START Provided information
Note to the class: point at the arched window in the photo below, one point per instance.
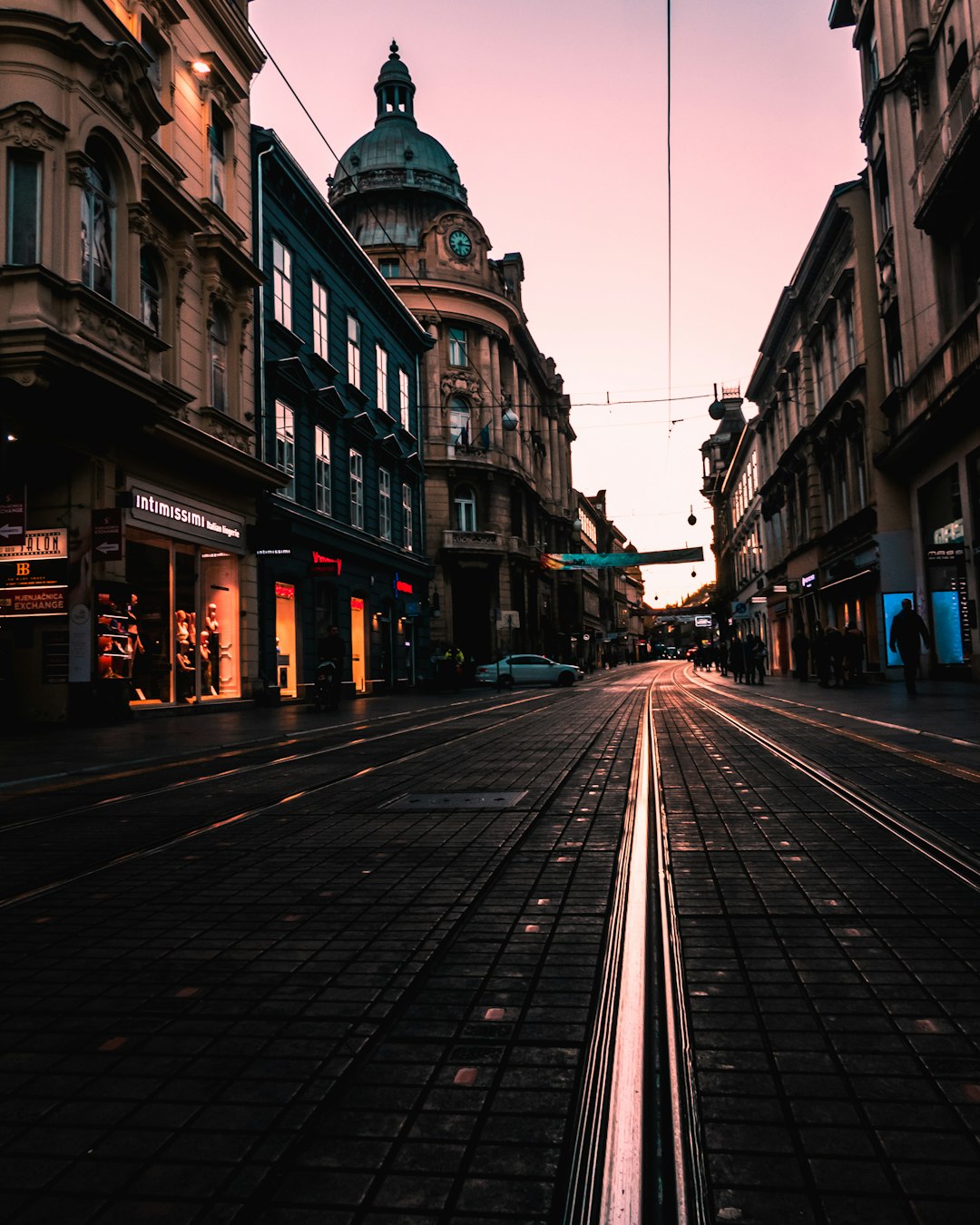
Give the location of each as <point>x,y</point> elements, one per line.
<point>98,228</point>
<point>465,503</point>
<point>458,422</point>
<point>150,289</point>
<point>217,338</point>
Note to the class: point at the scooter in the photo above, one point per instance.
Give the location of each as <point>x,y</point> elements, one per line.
<point>326,686</point>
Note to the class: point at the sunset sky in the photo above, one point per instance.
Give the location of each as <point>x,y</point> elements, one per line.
<point>555,112</point>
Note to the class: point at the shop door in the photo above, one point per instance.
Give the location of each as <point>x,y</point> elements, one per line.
<point>286,639</point>
<point>358,646</point>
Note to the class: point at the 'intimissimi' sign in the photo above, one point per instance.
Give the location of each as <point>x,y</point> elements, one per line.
<point>179,516</point>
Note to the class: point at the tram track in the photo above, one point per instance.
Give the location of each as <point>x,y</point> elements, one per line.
<point>227,778</point>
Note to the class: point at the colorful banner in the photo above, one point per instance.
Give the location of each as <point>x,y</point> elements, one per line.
<point>620,560</point>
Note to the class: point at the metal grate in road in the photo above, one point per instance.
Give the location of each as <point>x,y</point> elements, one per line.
<point>455,800</point>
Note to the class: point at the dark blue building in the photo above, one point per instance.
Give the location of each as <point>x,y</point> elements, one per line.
<point>342,543</point>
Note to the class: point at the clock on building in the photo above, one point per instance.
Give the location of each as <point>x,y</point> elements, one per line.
<point>461,242</point>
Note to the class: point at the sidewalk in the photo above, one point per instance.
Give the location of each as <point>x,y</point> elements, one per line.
<point>46,752</point>
<point>942,708</point>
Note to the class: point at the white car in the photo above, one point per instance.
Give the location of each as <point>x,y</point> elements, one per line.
<point>527,671</point>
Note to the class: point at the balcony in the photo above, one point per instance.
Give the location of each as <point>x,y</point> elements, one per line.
<point>940,147</point>
<point>485,543</point>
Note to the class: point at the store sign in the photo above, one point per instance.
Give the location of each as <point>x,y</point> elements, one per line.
<point>46,543</point>
<point>34,574</point>
<point>34,602</point>
<point>325,565</point>
<point>185,518</point>
<point>13,514</point>
<point>107,534</point>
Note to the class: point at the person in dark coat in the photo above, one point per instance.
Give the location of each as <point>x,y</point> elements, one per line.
<point>906,636</point>
<point>821,657</point>
<point>835,642</point>
<point>854,653</point>
<point>737,659</point>
<point>800,654</point>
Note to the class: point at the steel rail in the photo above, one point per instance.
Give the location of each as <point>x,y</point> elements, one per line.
<point>269,806</point>
<point>942,851</point>
<point>605,1181</point>
<point>240,770</point>
<point>680,1108</point>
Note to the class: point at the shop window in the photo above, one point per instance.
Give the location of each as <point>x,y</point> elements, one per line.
<point>150,289</point>
<point>321,321</point>
<point>217,337</point>
<point>384,503</point>
<point>24,209</point>
<point>357,490</point>
<point>286,446</point>
<point>408,533</point>
<point>324,487</point>
<point>98,226</point>
<point>282,283</point>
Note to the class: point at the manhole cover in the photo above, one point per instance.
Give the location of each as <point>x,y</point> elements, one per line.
<point>440,800</point>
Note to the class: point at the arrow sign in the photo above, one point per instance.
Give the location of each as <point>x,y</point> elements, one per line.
<point>620,560</point>
<point>14,514</point>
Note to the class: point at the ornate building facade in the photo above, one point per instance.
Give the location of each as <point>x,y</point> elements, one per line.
<point>496,426</point>
<point>126,282</point>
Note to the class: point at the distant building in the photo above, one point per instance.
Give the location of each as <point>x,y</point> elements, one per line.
<point>496,431</point>
<point>920,122</point>
<point>343,541</point>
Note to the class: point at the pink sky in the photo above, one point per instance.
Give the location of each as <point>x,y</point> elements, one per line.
<point>555,112</point>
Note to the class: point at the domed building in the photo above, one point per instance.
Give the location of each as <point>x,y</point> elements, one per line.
<point>497,436</point>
END Provided information
[Instructions for the task]: Every entry must be written out exactly, with all pictures left out.

[Solution for this problem]:
Note to the class: point at the arched window in the photo below, one point per instance.
Give the location of each as <point>x,y</point> elements, one per line.
<point>98,228</point>
<point>465,503</point>
<point>458,422</point>
<point>150,289</point>
<point>217,338</point>
Note to the class: point at the scooter in the photo above, one point per instance.
Give the location of each as <point>x,y</point> elements, one per line.
<point>326,686</point>
Note to the class: point at the sunset sky in the photo above, one point per instance.
Give the location of each as <point>x,y</point> elements, one per line.
<point>555,112</point>
Note to the class: point at the shop door in the photo above, one point per instance.
Give the location of each as <point>x,y</point> elements, one per line.
<point>286,639</point>
<point>358,646</point>
Note to the class: point at the 'intimissimi' sign in the photo above, one point per instance.
Give the location of each as <point>x,y</point> elements, one per line.
<point>179,516</point>
Note to the class: point at the tram track in the photo above, one point per instance.
Give the location of each as <point>x,y</point> elements, one per line.
<point>227,778</point>
Note to the class: point at the colorful banner in the photo above, one point per instance.
Give the location of each as <point>x,y</point> elements, one per line.
<point>620,560</point>
Note to the class: point at the metal grate in road in the photo above, one point per instance.
Give the location of each as <point>x,y</point> elements, one per line.
<point>455,800</point>
Note to the class: point at the dark blue building in the photo above, one point per instance.
Give the location of each as <point>x,y</point> elements, one per line.
<point>342,543</point>
Note to the class: point at the clock on building in the photo above, one point per instance.
Give the location of each as <point>x,y</point> elements, one per line.
<point>461,242</point>
Note to the class: point at the sidewalk in the photo above, one point per instance.
Give the location of each as <point>x,y</point> elements, one per line.
<point>46,752</point>
<point>942,708</point>
Note to the class: point at the white car in the photo above, one point per instance.
Give the location of each as <point>x,y</point> elements, one per line.
<point>527,671</point>
Note to the class: point at the balcony in the photo above, one point per instance.
Give the location of each as <point>x,y</point> elements, one per line.
<point>940,147</point>
<point>485,543</point>
Note to the class: point at the store sign in the photo above, one point per instance.
Give the location of each as <point>x,y</point> elements, one per line.
<point>46,543</point>
<point>34,574</point>
<point>34,602</point>
<point>325,565</point>
<point>185,518</point>
<point>13,514</point>
<point>107,534</point>
Note to the class: point at the person in dark coat in the photo above, one point per instance.
Give the location of each as <point>x,y</point> elements, one per line.
<point>906,636</point>
<point>821,657</point>
<point>835,642</point>
<point>854,653</point>
<point>737,659</point>
<point>800,654</point>
Note to the class: point at the steel rail in the photo above, one point per instance.
Give the location of each as <point>x,y</point> elements, one per line.
<point>269,806</point>
<point>942,851</point>
<point>605,1181</point>
<point>240,770</point>
<point>680,1108</point>
Note to the class: point at the shop window in the photo above, one point per instance.
Give the location of each as <point>x,y</point> elements, one per line.
<point>150,289</point>
<point>321,321</point>
<point>217,337</point>
<point>384,503</point>
<point>24,209</point>
<point>357,490</point>
<point>286,446</point>
<point>408,533</point>
<point>324,487</point>
<point>98,226</point>
<point>282,283</point>
Note to the class: point at the manhole cover in the photo above, one point per instance.
Give the location of each as <point>x,y</point> elements, one per line.
<point>440,800</point>
Note to the class: point at the arrow sign in the photo above, one point per instance.
Give the location of each as <point>x,y</point> elements, one per line.
<point>620,560</point>
<point>14,514</point>
Note to the class: point at the ornate building facade in the photo above, one point per instance.
Give the location of each as <point>x,y</point> elements, one per line.
<point>496,426</point>
<point>126,282</point>
Note to the class: point at the distant building in the photo above, one point per instance.
Give the location of each as <point>x,y</point> elements, one per line.
<point>496,431</point>
<point>920,122</point>
<point>343,541</point>
Note to the class: point at the pink sky in the photo above, one point per instance.
Give the location of each as <point>x,y</point> elements, one per line.
<point>555,112</point>
Note to the class: point at the domed building in the photo above, one point per instance.
Give the location of each as <point>x,y</point> elements, one per line.
<point>497,436</point>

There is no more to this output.